> Directive:
In the part of the records that opens with the line containing "query: the noun phrase to segment: stubble" and runs through the end of the records, rename "stubble field" to "harvested field" and reproduce those lines with nothing else changed.

:: Records provided

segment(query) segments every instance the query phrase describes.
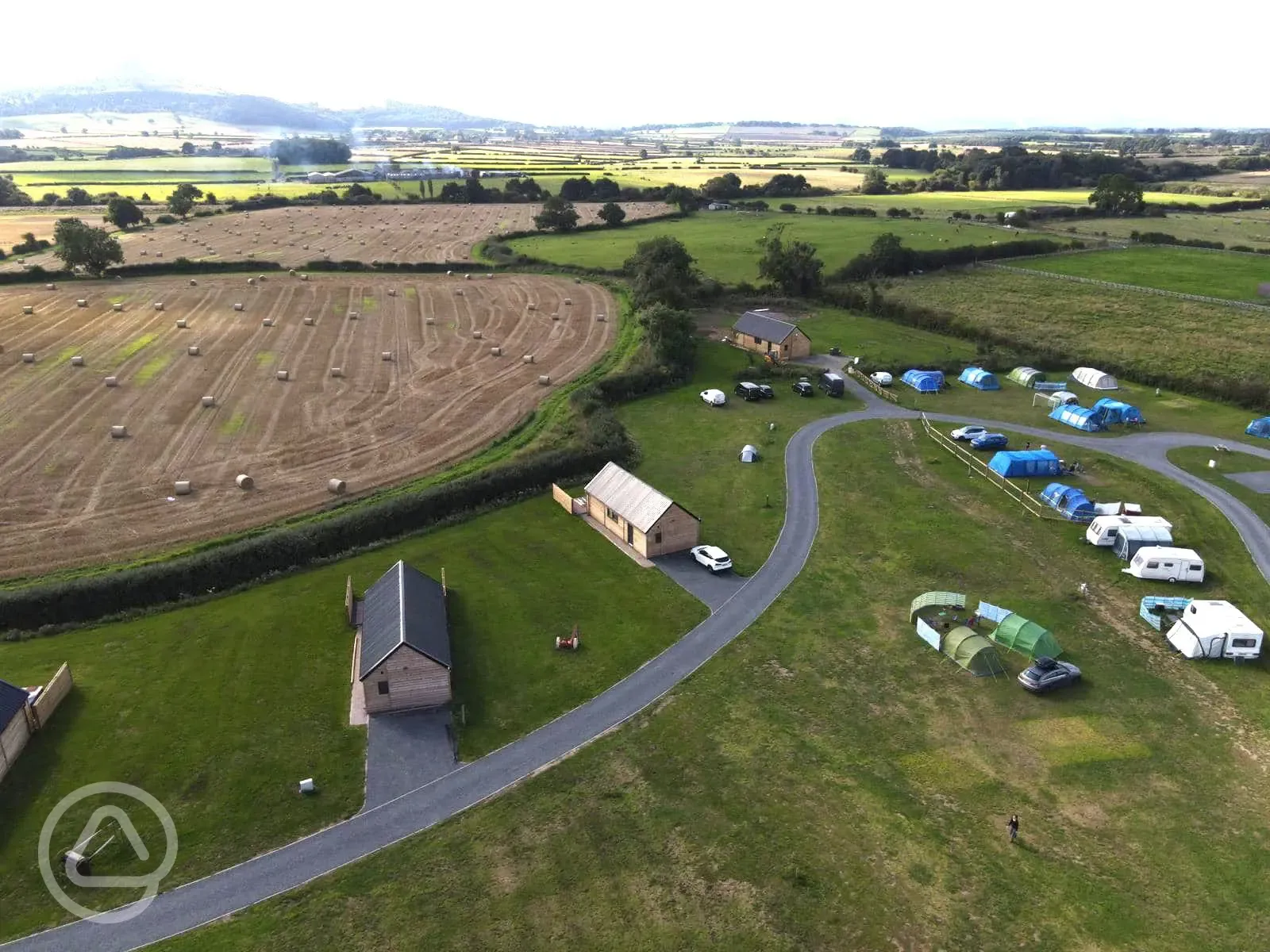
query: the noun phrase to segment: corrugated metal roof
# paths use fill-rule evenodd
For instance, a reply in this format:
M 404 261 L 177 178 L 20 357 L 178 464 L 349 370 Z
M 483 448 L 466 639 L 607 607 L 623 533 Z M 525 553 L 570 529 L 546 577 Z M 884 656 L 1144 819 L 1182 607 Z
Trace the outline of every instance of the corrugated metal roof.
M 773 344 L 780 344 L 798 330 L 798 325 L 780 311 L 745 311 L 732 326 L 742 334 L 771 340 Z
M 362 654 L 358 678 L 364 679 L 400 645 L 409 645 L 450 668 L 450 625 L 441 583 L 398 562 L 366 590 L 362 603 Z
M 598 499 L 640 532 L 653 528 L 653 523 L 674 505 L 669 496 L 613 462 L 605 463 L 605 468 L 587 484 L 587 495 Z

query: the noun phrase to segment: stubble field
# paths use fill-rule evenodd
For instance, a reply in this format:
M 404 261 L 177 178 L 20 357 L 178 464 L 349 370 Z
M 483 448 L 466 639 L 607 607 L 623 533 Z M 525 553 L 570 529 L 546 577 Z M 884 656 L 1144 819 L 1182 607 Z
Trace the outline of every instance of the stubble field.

::::

> Answer to the exercise:
query: the noun phrase to segment: harvested field
# paths use fill-rule evenodd
For instance, a reply in this format:
M 404 261 L 177 178 L 20 357 L 178 464 L 349 370 Z
M 483 448 L 466 639 L 607 607 L 623 533 Z M 525 553 L 570 529 L 546 577 Z M 884 656 L 1144 819 L 1182 607 Z
Trace the outline of every instance of the harvested field.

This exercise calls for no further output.